[start EXTRACT TO READ]

Thursday, August 6, 2020

Work-hardening




With the economy in a flux, people will likely find themselves doing different kinds of work than they are currently doing.

They might find themselves gardening, or digging holes or cutting and moving firewood.

Kubota's new job
The reason work-hardening is on my mind is because of Kubota's new job.

I am not at liberty to go into details but it involves carrying sixty-pound buckets of something up-or-down stairs.

He worked Monday and Tuesday, had yesterday off and is working today and Friday.

Ideally
Ideally, Kubota would have started carrying weighted buckets as soon as he realized he had a good chance of landing this job.

We have stairs.

Even a half-hour a day of carrying the buckets up/down the steps for the first week and then two half-hour sessions on the second week would have hardened him up significantly.

What happened
He watched TV and now he is paying the price.

He was lucky he did not have to work Wednesday. The third morning is the hardest. He had one recovery day.

A real world example
I worked in a factory where the Health-and-Safety rep determined that adult humans were not capable of lifting more than 12kg.

She made that assessment based on the injury history at the plant. You see, Health and Safety people believe that every injury is preventable.

While that is arguably true in theory, in practice there are some people who want to go on disability. There are compliant doctors.

Over time, the "maximum weight" that could be lifted dropped and dropped and dropped.

One of the parts in the plant (which will remain nameless for reasons that will become obvious) weight about 32 pounds, or about 15kg.

Since the part was more than the 12kg limit, the plant required engineering to install a lift-assist. A lift-assist is essentially a hook suspended from an electric hoist on the end of a swing-arm.

The problem was that the electric hoist was very slow AND since there was only one of them, only one part could be processed at a time. In practice, the only way to "make rate" was to move the parts by hand so the tool could be working on the next piece while the previous one was carried to the line.

[end EXTRACT TO READ]
[start DATASET ENTRIES]

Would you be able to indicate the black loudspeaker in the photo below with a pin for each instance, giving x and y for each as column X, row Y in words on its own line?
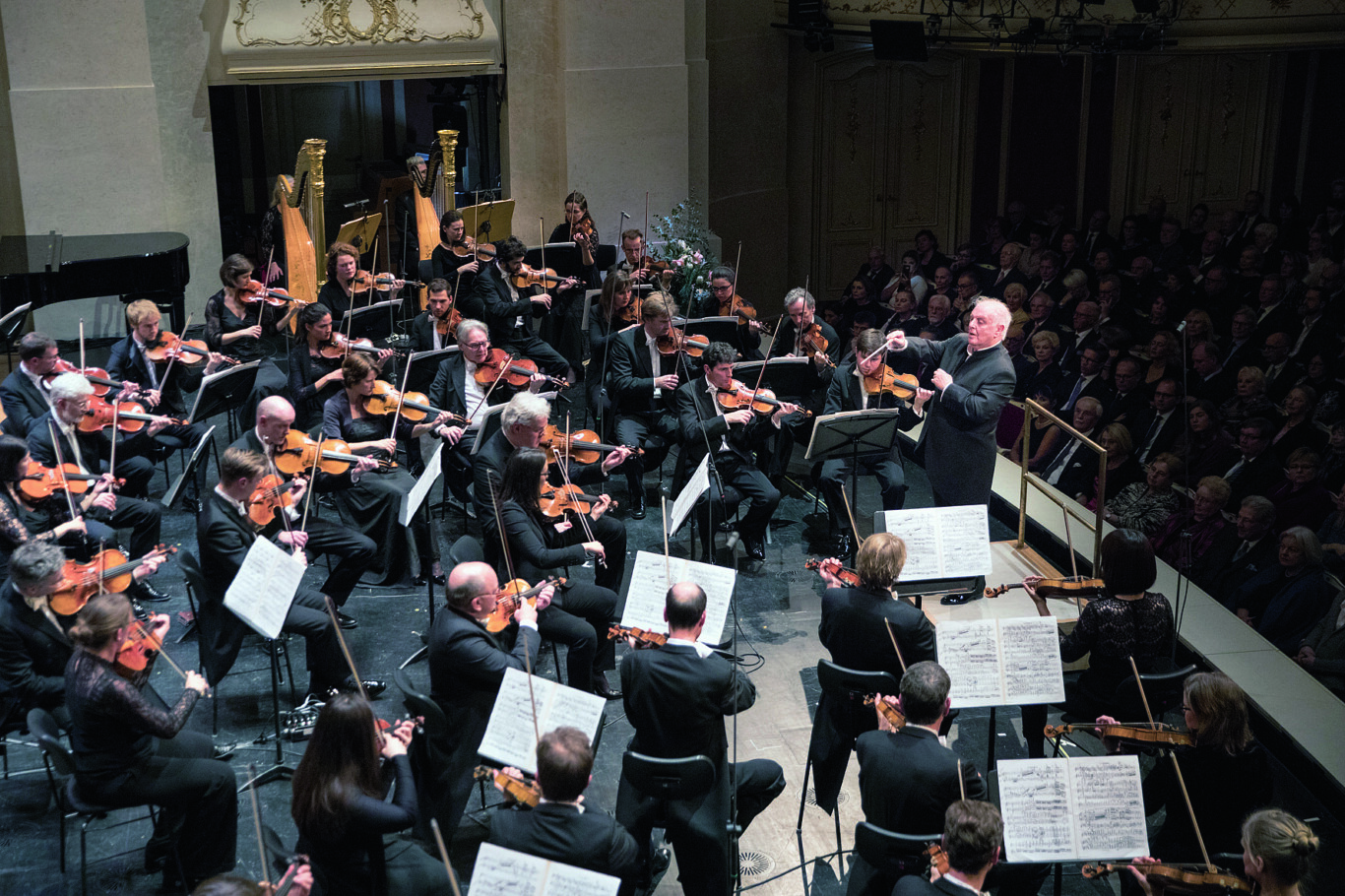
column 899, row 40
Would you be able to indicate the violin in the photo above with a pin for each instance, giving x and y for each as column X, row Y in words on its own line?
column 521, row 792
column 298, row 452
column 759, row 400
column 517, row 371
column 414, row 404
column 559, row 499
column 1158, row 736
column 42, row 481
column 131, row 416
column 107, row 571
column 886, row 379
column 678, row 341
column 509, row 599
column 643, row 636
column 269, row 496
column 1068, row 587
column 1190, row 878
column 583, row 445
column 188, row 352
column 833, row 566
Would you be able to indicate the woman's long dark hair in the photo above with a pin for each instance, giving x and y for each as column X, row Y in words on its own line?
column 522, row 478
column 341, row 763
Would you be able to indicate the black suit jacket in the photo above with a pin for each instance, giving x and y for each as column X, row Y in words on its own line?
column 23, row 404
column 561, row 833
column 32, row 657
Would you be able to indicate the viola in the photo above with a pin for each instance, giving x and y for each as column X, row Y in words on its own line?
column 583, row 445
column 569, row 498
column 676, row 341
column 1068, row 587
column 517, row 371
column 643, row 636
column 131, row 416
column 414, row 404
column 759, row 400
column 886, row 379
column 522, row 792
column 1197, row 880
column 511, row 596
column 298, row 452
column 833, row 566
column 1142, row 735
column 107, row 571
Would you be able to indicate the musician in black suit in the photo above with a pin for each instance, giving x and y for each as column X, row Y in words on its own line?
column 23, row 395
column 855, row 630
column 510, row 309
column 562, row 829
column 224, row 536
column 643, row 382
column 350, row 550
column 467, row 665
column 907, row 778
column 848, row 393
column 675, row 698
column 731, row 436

[end DATASET ENTRIES]

| PROBLEM |
Reproduce the work-hardening post above word for word, between "He was lucky" and "or about 15kg.", inclusive.

| OUTPUT FOR THIS TASK |
He was lucky he did not have to work Wednesday. The third morning is the hardest. He had one recovery day.

A real world example
I worked in a factory where the Health-and-Safety rep determined that adult humans were not capable of lifting more than 12kg.

She made that assessment based on the injury history at the plant. You see, Health and Safety people believe that every injury is preventable.

While that is arguably true in theory, in practice there are some people who want to go on disability. There are compliant doctors.

Over time, the "maximum weight" that could be lifted dropped and dropped and dropped.

One of the parts in the plant (which will remain nameless for reasons that will become obvious) weight about 32 pounds, or about 15kg.